**Set task:**
Reproduce each line of the following data verbatim.

**Provided data:**

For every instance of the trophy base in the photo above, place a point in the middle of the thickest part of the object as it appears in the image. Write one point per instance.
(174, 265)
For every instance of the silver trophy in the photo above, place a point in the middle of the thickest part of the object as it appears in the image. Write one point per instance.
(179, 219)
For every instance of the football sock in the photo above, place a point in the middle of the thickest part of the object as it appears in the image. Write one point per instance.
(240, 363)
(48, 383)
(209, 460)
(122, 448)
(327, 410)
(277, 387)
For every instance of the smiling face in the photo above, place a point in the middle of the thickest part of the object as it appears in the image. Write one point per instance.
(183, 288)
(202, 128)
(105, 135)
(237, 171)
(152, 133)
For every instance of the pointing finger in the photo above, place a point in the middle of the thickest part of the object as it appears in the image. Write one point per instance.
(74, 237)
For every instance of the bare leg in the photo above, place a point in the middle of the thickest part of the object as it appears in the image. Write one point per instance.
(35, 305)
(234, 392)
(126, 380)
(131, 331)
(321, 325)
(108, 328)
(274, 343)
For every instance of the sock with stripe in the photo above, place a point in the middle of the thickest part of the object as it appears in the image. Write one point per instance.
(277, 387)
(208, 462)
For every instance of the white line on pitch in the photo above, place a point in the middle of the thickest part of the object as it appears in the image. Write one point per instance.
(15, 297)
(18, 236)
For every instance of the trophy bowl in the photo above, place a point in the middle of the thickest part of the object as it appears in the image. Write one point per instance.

**Response for this exercise:**
For every instance of the trophy base in the photo above, place a point in the middle of the thickest part of the object as it appears in the image. Write one point per instance.
(174, 265)
For every instance of the silver trophy in the photo above, place a point in the middle of the thickest part of the object as it appears in the image. Write one point per instance.
(179, 219)
For every instance of the football sock in the photo above, place a point in the middle of the thickest part of the object as it appears in the image. Write one point per instance.
(240, 363)
(48, 383)
(209, 460)
(122, 448)
(327, 410)
(277, 387)
For every instance of the smiling face in the photo above, place a point in the middle of the thickest part of the object as it appears in the image. Write one point per instance.
(183, 288)
(202, 128)
(105, 135)
(237, 171)
(152, 133)
For every instance of the pointing finger in the photo above, place a point in the middle of the thickest part of the object as it appears in the image. Write one point per instance.
(74, 237)
For every instance of the bare leg in the photo above, place a point in the middle of the thickest part of the object as it appears in the image. Write one point per instance.
(35, 305)
(234, 392)
(126, 380)
(131, 331)
(321, 325)
(108, 328)
(274, 343)
For every instance of the sock with stripe in the photo above, place a point in the middle of the thickest part of the object as it appears in the image. Write one point per instance.
(277, 387)
(208, 462)
For every instance of the white line on pitch in the photo above, place a point in the middle of the thickest part of the object as it appears in the image. Write one point per instance.
(15, 297)
(18, 236)
For every instance of the trophy bowl in the photo above, place a point in the middle of the thickest part of the object as it appears in the image. Write one point per instance.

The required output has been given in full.